◆ **Requirement 1**
Return every line of the records below that contains the string "negative".

◆ **Passage provided**
Segment Open
Concatenate the one-hot encoded features with all the data you had previously.

In [None]:
train_vals =
test_vals =

In [None]:
train_MSE, test_MSE, test_pred = run_OLS(train_y, test_y, train_vals, test_vals)

In [None]:
print("Train MSE\t", str(train_MSE))
print("Test MSE\t", str(test_MSE))

plot_pred_true(test_pred.flatten(), test_y)

We're making significant improvements! About $10 \%$ of the previous MSE can be accounted for with this set of parameters.

## e) Set data

There is another type of data - stored in the host_verifications column - that we haven't used yet. This is set data, best encoded with a many-hot vector.

This particular column does not turn out to be particularly informative, but it is valuable to work with it firsthand.

The set data happens to be stored in a format that is very close to a valid declaration of a Python string array, so all we have to do is a little parsing:

In [None]:
unparsed_str = train_x.loc[:, 'host_verifications'][0]
print(unparsed_str)
print(type(unparsed_str))

In [None]:
parsed_str = train_x.loc[:, 'host_verifications'][0].strip('[]').replace('\'','').split(', ')
print(parsed_str)
print(type(parsed_str))
print([type(i) for i in parsed_str])

Write a helper function (using the previos two code blocks as reference) that will parse the strings found in the host_verifications column into appropriate string arrays.

In [None]:
def parse_str(string):
    return ### YOUR CODE HERE

Now apply this function elementwise to the column host_verifications; note that a column of dataframe is a Series object; and Series object use the method .apply as opposed to .applymap.

In [None]:
train_set_vals = 
test_set_vals =

print(train_set_vals[0])
print(type(train_set_vals[0]))

By the way, if you are working on your project, there is a decent chance that sets were stored in a format similar to what we saw here. Using similar string compositions, you will likely be able to similarly parse the data into Python container types (whether arrays or proper Python sets).

Now, take this array of arrays, and turn it into a many-hot vector. You are welcome to use the nested loop structure below, or array comprehensions, or even the DataFrame object if you wish.
Segment Closed
◆ **Source records**
Segment Open
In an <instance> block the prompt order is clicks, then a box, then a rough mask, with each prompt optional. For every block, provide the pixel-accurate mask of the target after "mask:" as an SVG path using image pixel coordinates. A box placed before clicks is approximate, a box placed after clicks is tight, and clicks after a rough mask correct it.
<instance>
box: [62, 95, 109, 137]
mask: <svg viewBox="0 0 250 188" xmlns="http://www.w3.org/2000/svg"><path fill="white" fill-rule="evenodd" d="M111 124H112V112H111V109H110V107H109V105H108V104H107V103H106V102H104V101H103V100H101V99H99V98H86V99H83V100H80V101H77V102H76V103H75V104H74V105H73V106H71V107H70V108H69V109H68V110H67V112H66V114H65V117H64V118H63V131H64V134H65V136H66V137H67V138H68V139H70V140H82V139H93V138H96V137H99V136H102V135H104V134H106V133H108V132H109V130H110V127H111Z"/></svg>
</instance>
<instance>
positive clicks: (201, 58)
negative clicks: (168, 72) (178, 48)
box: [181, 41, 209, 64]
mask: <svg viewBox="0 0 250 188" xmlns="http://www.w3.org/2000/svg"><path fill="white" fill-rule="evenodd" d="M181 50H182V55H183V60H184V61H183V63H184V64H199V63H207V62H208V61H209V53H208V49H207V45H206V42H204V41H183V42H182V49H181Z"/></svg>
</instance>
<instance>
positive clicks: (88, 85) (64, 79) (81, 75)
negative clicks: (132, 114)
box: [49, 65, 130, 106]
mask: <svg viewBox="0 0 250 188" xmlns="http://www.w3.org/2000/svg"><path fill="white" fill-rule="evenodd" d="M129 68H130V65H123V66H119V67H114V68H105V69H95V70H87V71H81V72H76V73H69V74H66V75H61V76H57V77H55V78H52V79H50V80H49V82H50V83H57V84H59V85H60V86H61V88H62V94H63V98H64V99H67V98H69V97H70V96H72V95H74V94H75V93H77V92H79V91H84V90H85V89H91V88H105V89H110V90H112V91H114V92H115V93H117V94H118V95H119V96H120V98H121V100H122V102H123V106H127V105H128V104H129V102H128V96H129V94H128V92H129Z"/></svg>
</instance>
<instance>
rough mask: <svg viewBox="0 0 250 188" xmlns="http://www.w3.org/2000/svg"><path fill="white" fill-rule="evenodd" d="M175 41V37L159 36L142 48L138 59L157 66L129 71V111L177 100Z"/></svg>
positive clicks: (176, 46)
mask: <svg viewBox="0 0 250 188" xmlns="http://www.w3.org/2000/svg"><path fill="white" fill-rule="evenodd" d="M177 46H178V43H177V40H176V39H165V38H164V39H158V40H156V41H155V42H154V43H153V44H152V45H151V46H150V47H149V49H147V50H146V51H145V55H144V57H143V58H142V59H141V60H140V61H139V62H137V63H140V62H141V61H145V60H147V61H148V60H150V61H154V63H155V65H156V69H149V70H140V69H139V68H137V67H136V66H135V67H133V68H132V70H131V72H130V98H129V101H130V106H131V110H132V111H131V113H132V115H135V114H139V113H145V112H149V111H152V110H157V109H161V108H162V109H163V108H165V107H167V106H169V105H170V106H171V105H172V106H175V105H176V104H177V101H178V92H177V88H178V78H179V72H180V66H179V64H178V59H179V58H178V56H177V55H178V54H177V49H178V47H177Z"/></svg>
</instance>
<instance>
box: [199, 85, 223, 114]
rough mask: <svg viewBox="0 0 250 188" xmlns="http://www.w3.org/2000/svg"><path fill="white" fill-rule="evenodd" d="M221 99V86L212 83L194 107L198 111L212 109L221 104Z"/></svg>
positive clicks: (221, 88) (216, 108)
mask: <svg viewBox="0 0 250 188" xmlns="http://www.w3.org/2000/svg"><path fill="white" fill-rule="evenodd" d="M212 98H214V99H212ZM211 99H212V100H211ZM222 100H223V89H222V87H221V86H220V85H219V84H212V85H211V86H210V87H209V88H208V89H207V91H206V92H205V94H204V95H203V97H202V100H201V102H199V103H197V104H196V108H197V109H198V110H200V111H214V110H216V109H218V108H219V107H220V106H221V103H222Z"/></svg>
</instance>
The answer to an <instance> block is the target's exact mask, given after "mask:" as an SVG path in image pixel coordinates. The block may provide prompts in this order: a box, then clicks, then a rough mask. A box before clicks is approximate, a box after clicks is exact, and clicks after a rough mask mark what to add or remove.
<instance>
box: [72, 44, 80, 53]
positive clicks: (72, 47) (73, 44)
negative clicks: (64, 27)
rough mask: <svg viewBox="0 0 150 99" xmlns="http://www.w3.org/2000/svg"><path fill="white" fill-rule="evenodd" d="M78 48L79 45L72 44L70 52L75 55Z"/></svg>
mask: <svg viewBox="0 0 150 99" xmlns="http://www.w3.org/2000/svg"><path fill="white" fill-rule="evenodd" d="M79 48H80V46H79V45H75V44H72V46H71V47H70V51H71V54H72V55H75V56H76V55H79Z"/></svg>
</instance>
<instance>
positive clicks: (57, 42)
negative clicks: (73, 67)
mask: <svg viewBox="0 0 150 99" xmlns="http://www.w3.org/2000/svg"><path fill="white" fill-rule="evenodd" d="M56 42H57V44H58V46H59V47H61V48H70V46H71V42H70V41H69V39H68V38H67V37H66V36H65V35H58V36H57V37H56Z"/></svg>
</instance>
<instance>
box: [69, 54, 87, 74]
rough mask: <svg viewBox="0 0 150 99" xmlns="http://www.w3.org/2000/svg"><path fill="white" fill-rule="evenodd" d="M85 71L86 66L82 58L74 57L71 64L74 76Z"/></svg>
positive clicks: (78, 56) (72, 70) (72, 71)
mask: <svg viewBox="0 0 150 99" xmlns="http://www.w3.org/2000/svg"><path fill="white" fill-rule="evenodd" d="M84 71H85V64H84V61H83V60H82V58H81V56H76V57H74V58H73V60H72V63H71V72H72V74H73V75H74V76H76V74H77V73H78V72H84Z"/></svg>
Segment Closed
◆ **Requirement 2**
Write what comes next in the notebook passage on encoding the host_verifications set data as many-hot vectors, picking up after its final sentence.

◆ **Output 1**
negative clicks: (168, 72) (178, 48)
negative clicks: (132, 114)
negative clicks: (64, 27)
negative clicks: (73, 67)

◆ **Output 2**
In [None]:
# This is the collection of all types we need to worry about.
vtypes = train_set_vals.explode().unique()

def manyhot(column=None, col=None):
    
    ### YOUR CODE HERE
    
    return

In [None]:
train_set_vals = 
test_set_vals = 

We will attach it to the full list of values used so far, but it won't change the MSE much, unfortunately:

In [None]:
train_vals = 

test_vals =

In [None]:
train_MSE, test_MSE, test_pred = run_OLS(train_y, test_y, train_vals, test_vals)

print("Train MSE\t", str(train_MSE))
print("Test MSE\t", str(test_MSE))

plot_pred_true(test_pred.flatten(), test_y)

## f) Location, location, location

If you remember, a common refrain in Real Estate is "location, location, location." We're treating Manhattan properties with the same formula as Staten Island!

The most naive way to include location data would be with the categories "latitude" and "longitude" - after all, these are continuous variables, so why not include them in the simplest manner possible?

Load the longitude and lattitude data in, then try to see what the MSE is if you use *only* these variables,

In [None]:
loc_labels = ['latitude',
             'longitude']

train_loc_vals = 
test_loc_vals = 

train_loc_vals = 
test_loc_vals = 

train_MSE, test_MSE, test_pred = run_OLS(train_y, test_y, train_loc_vals, test_loc_vals)

print("Train MSE\t", str(train_MSE))
print("Test MSE\t", str(test_MSE))

plot_pred_true(test_pred.flatten(), test_y)

Clearly, this is insufficient. The reality is that price is a highly nonlinear function of location; simply going north or south does not directly translate into rental price.

There are several solutions. We could expand our basis of functions, for instance, to use more than linear functions of longitude and lattitude:

In [None]:
tr_lat = train_loc_vals[:,0]
tr_long = train_loc_vals[:,1]
train_lv2 = np.transpose( np.vstack([tr_lat, tr_long,
                           tr_lat**2, tr_long**2, np.multiply(tr_lat,tr_long)]) )

te_lat = test_loc_vals[:,0]
te_long = test_loc_vals[:,1]
test_lv2 = np.transpose( np.vstack([te_lat, te_long,
                           te_lat**2, te_long**2, np.multiply(te_lat,te_long)]) )

In [None]:
train_MSE, test_MSE, test_pred = run_OLS(train_y, test_y, train_lv2, test_lv2)

print("Train MSE\t", str(train_MSE))
print("Test MSE\t", str(test_MSE))

plot_pred_true(test_pred.flatten(), test_y)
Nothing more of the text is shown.